++++ Page excerpt ++++

Jobs & CronJobs

Ad-hoc and scheduled workloads

Jobs

Thes are useful! You can run ad-hoc jobs to completion, or schedule something to run! Lots of DS workloads are like this.

Jobs aren’t just for stateful apps; they’re a great way to bring a standard approach to any batch-processing problems, where you can hand off all the scheduling and monitoring and retry logic to the cluster. You can run any container image in the Pod for a Job, but it should start a process that ends; otherwise, your jobs will keep running forever.

apiVersion: batch/v1
kind: Job                           # Job is the object type.
metadata:
 name: pi-job
spec:
 template:
   spec:                           # The standard Pod spec
     containers:
       - name: pi                  # The container should run and exit.
         image: kiamol/ch05-pi     
         command: ["dotnet", "Pi.Web.dll", "-m", "console", "-dp", "50"]
     restartPolicy: Never          # If the container fails, replace the Pod.

See Logs

Run the above and get logs

kl apply -f pi/pi-job.yaml  # this is the filename  for the above
kl logs jobs/pi-job

Fields

its like a Pod standard spec, but there is an additional required field restartPolicy.

Optional Fields

  • completions: how many times should the job run.
  • parallelism: How many Pods to run in parallel with multiple completions set.

Processing A Queue (Like data)

++++

• [What you need to do]
- 1) According to the Jobs and CronJobs notes above, which extra field does a Job require beyond the standard Pod spec?
- 2) Carry the Jobs and CronJobs notes forward from their final heading, "Processing A Queue (Like data)".

++++ Source excerpt ++++

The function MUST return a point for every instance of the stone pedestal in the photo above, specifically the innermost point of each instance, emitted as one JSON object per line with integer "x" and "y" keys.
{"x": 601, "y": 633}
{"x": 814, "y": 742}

++++

• [Responses by task]
- 1) restartPolicy

- 2)
Parallel Jobs with a work queue: - do not specify .spec.completions, default to .spec.parallelism. - the Pods must coordinate amongst themselves or an external service to determine what each should work on. For example, a Pod might fetch a batch of up to N items from the work queue. - each Pod is independently capable of determining whether or not all its peers are done, and thus that the entire Job is done. - when any Pod from the Job terminates with success, no new Pods are created. - once at least one Pod has terminated with success and all Pods are terminated, then the Job is completed with success. - once any Pod has exited with success, no other Pod should still be doing any work for this task or writing any output. They should all be in the process of exiting.

https://kubernetes.io/docs/concepts/workloads/controllers/job/

Argo is basically a wrapper on Jobs.

CronJob

Just adds a few lines to the Job YAML:

apiVersion: batch/v1beta1
kind: CronJob
metadata:
 name: todo-db-backup
spec:
 schedule: "*/2 * * * *"          # Creates a Job every 2 minutes
 concurrencyPolicy: Forbid        # Prevents overlap so a new Job won’t be
 jobTemplate:                     # created if the previous one is running
   spec:
     # job template...

https://kubernetes.io/docs/reference/generated/kubernetes-api/v1.22/#cronjobspec-v1-batch

CronJob Cleanup

  • CronJobs don’t perform an automatic cleanup for Pods and Jobs.
    • CronJobs don’t follow the standard controller model, with a label selector to identify the Jobs it owns. You can add your own labels in the Job template for the CronJob, but if you don’t do that, you need to identify Jobs where the owner reference is the CronJob

TLDR; Clean up lingering pods afer you are done, and organize everything with labels!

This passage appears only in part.